▸ **What you have to do**
Report, as a bare number, how many lines of the material below contain the word "background".

▸ **Data**
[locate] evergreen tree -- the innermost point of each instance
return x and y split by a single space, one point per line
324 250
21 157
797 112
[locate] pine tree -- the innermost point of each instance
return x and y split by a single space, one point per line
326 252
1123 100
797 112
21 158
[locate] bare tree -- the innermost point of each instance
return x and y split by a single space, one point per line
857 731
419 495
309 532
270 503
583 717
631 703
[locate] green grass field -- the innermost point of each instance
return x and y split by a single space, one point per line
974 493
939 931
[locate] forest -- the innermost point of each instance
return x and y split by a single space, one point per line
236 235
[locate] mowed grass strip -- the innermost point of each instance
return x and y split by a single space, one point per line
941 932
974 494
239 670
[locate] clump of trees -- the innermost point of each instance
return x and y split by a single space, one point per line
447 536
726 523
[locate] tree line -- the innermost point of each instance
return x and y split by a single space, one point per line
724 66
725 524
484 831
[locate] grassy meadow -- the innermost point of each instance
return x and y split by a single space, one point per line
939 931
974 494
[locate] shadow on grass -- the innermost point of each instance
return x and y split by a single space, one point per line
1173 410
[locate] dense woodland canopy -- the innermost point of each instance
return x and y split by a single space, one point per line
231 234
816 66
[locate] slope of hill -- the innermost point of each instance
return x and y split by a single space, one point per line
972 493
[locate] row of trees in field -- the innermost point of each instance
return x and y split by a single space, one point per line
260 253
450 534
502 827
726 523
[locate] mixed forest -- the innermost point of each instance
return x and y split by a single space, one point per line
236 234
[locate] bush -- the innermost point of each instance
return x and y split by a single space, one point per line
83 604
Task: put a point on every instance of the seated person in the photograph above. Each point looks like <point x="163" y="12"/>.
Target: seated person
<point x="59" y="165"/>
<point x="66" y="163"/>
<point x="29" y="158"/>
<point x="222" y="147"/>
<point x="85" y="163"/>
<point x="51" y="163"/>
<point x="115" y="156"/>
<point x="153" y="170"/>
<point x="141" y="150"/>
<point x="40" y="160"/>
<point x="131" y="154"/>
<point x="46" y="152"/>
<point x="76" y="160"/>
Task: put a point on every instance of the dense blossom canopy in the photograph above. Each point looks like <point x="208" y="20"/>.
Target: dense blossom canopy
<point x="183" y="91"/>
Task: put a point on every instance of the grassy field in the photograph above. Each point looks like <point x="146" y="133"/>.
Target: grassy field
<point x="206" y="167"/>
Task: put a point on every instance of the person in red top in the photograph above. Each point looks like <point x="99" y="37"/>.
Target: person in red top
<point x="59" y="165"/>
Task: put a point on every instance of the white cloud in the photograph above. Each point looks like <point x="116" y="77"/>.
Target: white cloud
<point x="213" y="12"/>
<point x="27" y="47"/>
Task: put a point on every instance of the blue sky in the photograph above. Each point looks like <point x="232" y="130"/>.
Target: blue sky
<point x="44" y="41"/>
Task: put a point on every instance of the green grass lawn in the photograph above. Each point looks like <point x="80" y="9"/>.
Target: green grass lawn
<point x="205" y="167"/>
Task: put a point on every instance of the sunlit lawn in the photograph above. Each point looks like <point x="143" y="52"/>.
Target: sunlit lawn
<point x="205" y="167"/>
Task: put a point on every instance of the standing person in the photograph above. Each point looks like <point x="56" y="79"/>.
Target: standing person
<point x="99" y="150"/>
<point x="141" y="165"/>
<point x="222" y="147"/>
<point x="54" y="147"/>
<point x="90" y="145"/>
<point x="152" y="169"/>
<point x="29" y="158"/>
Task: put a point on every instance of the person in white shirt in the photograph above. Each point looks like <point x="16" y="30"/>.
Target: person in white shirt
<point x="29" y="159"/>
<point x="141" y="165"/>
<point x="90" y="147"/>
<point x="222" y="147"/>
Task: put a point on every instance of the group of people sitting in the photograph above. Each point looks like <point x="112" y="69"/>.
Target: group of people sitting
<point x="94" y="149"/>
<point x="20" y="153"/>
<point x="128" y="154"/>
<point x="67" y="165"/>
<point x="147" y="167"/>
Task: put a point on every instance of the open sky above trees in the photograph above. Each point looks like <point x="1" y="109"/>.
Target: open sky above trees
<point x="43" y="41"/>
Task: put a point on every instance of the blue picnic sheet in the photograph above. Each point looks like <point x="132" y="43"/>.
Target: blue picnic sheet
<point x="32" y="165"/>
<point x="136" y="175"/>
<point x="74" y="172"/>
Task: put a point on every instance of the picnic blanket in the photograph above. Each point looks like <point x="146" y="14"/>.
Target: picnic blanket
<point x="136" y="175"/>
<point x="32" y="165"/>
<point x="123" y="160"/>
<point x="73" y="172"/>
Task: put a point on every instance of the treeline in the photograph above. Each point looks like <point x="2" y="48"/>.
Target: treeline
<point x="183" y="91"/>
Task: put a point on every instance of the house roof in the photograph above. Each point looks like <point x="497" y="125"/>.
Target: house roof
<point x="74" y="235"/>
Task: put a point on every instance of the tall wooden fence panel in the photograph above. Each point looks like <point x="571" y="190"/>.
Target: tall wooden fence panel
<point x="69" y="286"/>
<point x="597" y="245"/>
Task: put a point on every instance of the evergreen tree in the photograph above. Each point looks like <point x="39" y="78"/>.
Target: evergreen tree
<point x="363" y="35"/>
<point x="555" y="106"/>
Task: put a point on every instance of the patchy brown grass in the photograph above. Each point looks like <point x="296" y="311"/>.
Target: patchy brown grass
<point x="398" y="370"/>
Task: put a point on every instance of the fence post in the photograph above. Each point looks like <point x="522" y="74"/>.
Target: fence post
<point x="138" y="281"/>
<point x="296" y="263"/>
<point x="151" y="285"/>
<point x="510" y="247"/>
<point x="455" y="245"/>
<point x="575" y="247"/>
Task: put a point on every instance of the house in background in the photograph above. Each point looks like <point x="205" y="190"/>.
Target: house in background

▸ **Written solution**
2